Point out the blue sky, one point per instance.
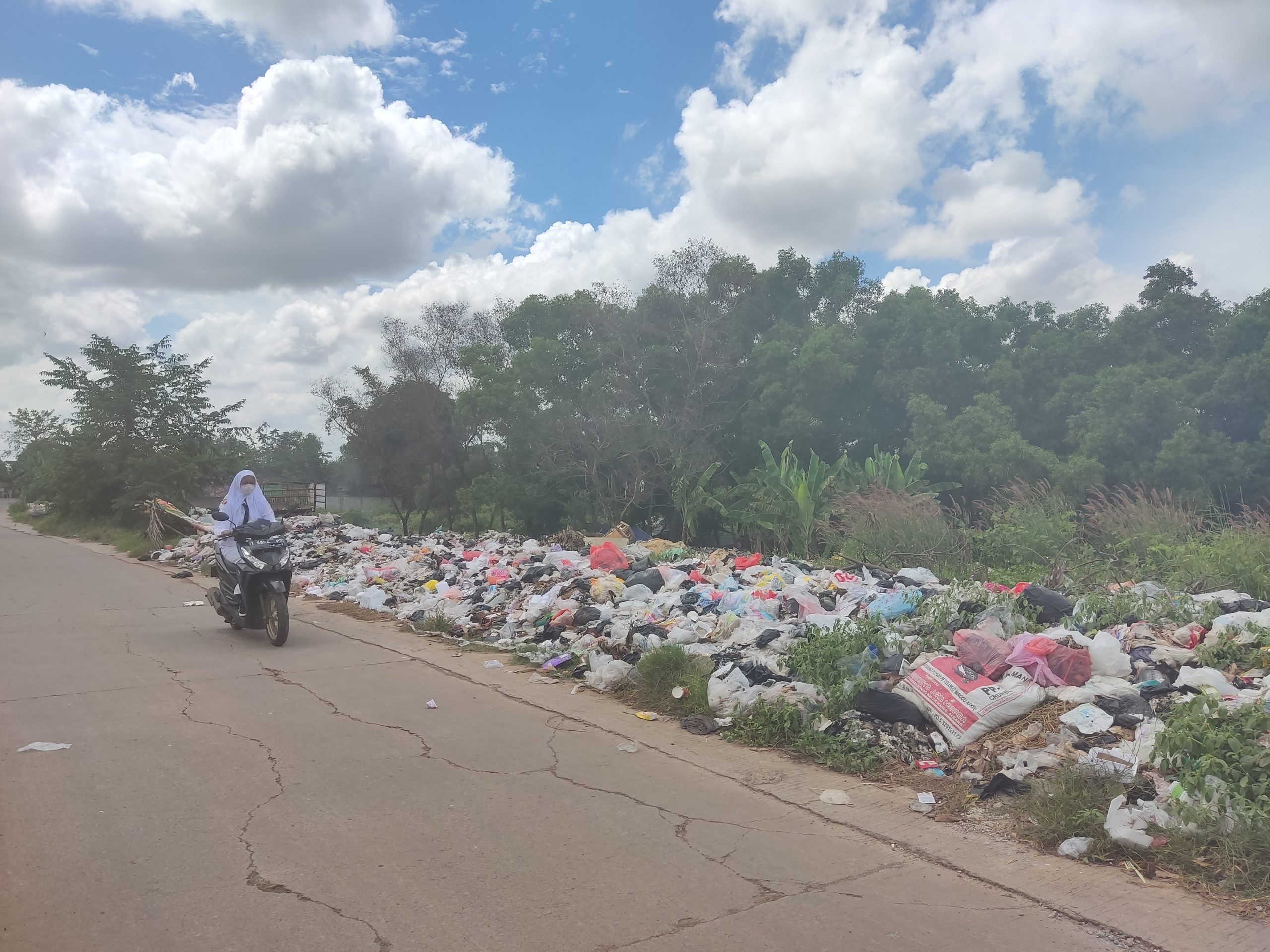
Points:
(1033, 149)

================================

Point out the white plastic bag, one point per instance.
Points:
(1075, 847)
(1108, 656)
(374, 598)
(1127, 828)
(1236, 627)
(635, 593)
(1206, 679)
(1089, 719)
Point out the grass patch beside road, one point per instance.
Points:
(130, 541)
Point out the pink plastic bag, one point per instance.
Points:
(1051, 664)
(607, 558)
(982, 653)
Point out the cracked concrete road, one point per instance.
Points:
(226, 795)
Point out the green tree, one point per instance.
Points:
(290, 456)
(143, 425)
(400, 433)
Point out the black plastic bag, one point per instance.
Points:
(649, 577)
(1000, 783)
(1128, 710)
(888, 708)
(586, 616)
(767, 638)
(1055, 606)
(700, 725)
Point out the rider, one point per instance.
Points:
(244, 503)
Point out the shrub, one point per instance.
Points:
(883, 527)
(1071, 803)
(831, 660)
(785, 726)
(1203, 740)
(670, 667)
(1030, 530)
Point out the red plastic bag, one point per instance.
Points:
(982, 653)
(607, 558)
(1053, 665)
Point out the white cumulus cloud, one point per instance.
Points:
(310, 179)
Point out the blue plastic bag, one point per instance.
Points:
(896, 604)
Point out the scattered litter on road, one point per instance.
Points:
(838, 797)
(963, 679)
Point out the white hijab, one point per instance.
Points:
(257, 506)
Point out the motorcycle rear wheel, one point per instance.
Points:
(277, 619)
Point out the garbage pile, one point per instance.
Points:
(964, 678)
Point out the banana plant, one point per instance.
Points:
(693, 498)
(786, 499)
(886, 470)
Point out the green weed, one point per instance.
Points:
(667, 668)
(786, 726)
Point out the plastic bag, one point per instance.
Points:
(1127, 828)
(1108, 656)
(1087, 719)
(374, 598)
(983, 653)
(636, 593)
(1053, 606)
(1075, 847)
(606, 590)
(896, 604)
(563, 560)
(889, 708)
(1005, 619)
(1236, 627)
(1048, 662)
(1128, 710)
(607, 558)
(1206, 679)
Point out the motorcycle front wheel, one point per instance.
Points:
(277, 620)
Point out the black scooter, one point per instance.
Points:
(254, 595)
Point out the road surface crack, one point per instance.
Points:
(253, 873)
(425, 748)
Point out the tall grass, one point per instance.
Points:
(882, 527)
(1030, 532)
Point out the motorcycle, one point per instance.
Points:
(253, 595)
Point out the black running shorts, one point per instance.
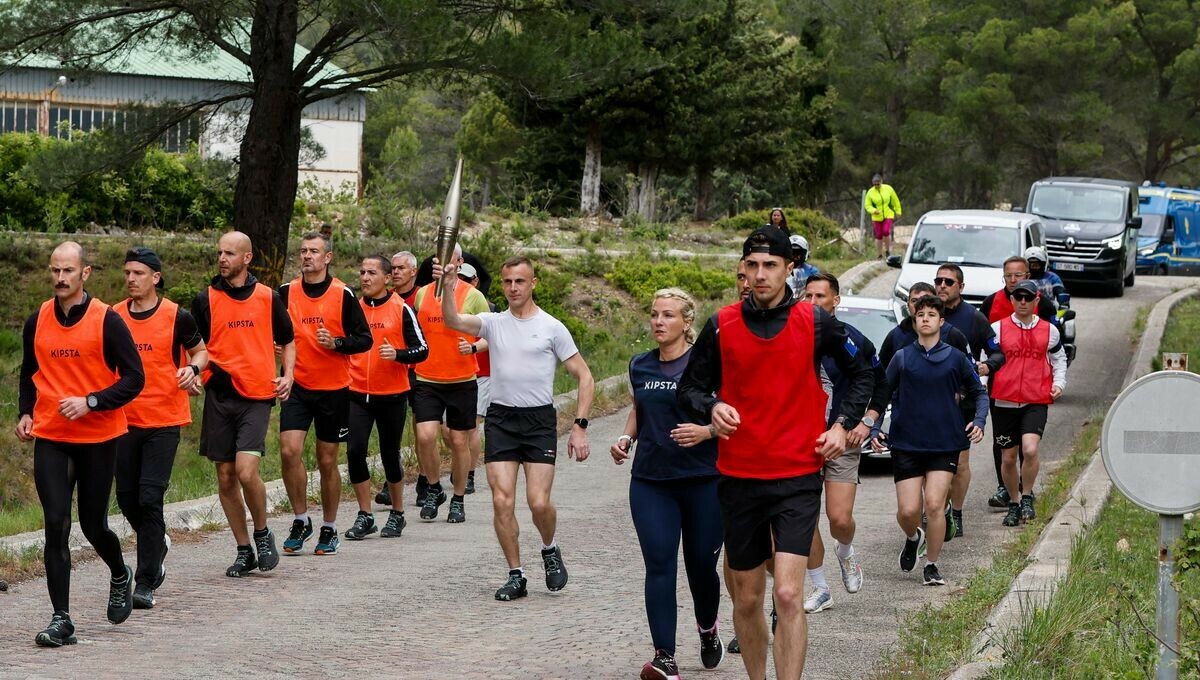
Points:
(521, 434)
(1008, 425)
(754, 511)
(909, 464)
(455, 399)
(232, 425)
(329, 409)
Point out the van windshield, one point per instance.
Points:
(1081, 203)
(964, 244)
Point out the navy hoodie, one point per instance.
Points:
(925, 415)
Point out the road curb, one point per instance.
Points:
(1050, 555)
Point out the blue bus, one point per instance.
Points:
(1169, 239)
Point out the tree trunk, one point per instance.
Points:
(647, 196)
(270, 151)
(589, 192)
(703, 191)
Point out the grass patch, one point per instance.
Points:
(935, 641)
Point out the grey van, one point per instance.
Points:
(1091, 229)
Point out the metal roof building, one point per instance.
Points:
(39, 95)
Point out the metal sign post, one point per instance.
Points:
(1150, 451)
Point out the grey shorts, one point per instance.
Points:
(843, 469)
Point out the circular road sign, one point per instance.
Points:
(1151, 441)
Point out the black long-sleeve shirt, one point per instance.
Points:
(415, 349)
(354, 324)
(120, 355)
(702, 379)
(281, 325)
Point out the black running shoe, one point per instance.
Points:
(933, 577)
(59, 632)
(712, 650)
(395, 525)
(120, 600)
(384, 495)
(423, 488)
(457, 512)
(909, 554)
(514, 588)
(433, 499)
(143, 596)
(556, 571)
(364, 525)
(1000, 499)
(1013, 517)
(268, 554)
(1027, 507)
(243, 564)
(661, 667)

================================

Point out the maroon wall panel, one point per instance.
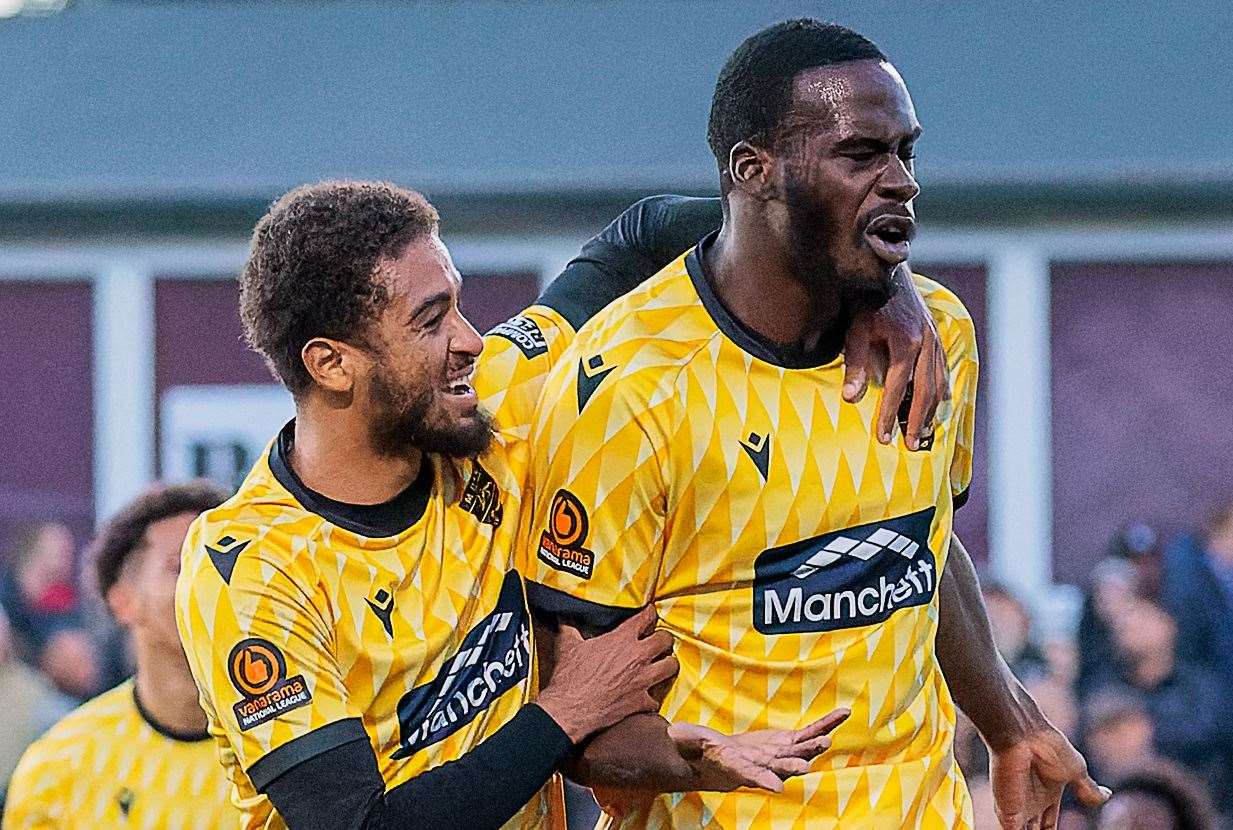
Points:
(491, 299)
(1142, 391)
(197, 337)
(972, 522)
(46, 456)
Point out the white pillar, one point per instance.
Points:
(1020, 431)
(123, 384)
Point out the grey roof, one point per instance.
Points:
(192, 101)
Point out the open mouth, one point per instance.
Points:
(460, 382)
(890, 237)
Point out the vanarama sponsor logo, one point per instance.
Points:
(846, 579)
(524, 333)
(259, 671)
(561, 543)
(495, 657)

================================

What is asked
Rewrite the items starting with the line that contains "Point out the blue sky, one" and going on through the line that contains "(1033, 149)" as a two-column CSV with the headers text and points, one row per item. Put each value in a single quoted field with line breaks changed to spaces, and leave the picture out.

Finished exercise
text,points
"Point out the blue sky, one point per instance. Points:","(1033, 149)"